Document text -
-------

Saturday, December 31, 2005

Love is a bitch on a grass mat.


This is Oscar, the Honduran French Professor who was constantly instigating competition over Yan and I's Spanish skills. I didn't used to like him cause he was grumpy but then I had to tolerate him cause he was Yan's best friend, and then I actually grew to enjoy him.
This is a pig in the town airport. It was great for the young and carefree. Personally, I loved the fact that animals wandered around like they owned the whole town.
Yan and I lived near each other right up this street, up on the hill. Behind us was a rainforest/jungle.

This is on the town square, though the Evangelicals probrably dominate Honduras at this time, which always seems to happen in the poorest countries with so many vulnerable people. La Catolica has lost a lot of ground - now it's more for the middle class and rich, with a scattering of devoted campesinas.

This is the kind of thing we'd see at the beach all the time. These boys are Garifuna, or Black Caribs, descended from the French island of San Vicente. They settled in Honduras after the English took over San Vicente and couldn't dominate them....They dumped them on Roatan, where they cultivated yucca and wound up saving the Spanish Colonizers in Trujillo from starvation.
Do you like rusticity? Trujillo has it in spades.

Guns, machetes and other nifty little phallic extenions are commonplace and often combined with alcoholic consumption and broken-hearts inspired by tv novelas, so Trujillo is not for the weak of heart, stomach, or anything.

My Story About Yan's Dog and the Grass Mat.

Once upon a time, I lived in a little town called Trujillo, Honduras. This is what it looked like, though prettier in places and uglier in places.

-------

Task statement -
Render this sentence from the blog post about Trujillo, Honduras in Spanish: "Personally, I loved the fact that animals wandered around like they owned the whole town."

-------

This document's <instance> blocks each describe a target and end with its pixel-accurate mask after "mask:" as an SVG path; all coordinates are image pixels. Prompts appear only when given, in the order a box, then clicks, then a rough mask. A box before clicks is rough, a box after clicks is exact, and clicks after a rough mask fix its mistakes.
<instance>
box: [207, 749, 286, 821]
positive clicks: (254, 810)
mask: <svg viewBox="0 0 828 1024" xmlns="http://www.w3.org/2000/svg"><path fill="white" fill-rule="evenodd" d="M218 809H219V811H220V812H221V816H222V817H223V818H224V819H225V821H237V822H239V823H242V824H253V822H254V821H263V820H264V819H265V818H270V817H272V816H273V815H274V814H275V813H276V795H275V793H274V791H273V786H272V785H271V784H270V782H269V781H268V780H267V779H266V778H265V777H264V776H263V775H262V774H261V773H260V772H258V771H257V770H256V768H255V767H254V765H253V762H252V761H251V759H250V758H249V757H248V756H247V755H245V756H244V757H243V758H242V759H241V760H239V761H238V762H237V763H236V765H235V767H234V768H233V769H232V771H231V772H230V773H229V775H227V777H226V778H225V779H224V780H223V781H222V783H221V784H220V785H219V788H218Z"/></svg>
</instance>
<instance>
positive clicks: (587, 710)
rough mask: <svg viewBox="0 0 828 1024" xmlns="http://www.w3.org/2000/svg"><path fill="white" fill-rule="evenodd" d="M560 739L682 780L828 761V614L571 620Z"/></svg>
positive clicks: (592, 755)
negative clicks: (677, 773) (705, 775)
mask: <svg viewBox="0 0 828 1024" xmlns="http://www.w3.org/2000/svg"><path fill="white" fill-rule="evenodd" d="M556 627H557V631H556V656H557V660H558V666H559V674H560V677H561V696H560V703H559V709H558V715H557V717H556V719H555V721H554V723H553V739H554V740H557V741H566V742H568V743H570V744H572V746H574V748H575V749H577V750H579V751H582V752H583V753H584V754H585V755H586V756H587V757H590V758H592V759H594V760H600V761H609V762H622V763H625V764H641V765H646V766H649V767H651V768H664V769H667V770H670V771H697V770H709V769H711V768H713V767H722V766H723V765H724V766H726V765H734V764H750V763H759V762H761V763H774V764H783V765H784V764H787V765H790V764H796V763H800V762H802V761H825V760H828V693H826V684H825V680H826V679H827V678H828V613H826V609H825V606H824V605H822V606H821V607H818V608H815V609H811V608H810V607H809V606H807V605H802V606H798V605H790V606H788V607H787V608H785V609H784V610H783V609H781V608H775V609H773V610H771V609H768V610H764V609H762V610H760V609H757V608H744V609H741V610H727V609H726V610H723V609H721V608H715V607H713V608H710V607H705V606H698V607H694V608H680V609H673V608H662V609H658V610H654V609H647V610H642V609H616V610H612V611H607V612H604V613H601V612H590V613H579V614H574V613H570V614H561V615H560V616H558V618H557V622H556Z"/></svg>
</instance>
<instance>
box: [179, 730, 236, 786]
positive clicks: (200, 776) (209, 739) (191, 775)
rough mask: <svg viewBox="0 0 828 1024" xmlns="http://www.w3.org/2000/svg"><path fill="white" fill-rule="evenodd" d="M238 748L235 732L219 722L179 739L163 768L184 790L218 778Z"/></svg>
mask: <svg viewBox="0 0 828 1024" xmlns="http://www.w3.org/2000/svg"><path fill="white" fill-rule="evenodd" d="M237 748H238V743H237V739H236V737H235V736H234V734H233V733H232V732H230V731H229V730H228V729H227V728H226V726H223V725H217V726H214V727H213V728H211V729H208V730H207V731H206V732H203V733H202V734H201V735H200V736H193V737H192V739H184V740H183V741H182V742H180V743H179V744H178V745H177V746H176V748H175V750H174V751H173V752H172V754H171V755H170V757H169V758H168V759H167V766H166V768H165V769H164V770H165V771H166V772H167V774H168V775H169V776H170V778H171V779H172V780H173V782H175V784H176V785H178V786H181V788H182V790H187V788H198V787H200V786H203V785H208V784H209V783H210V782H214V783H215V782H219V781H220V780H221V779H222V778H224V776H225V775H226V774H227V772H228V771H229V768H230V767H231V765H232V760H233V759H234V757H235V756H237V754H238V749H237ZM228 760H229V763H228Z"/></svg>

-------

Expected answer -
Personalmente, me encantaba que los animales anduvieran por ahí como si fueran los dueños de todo el pueblo.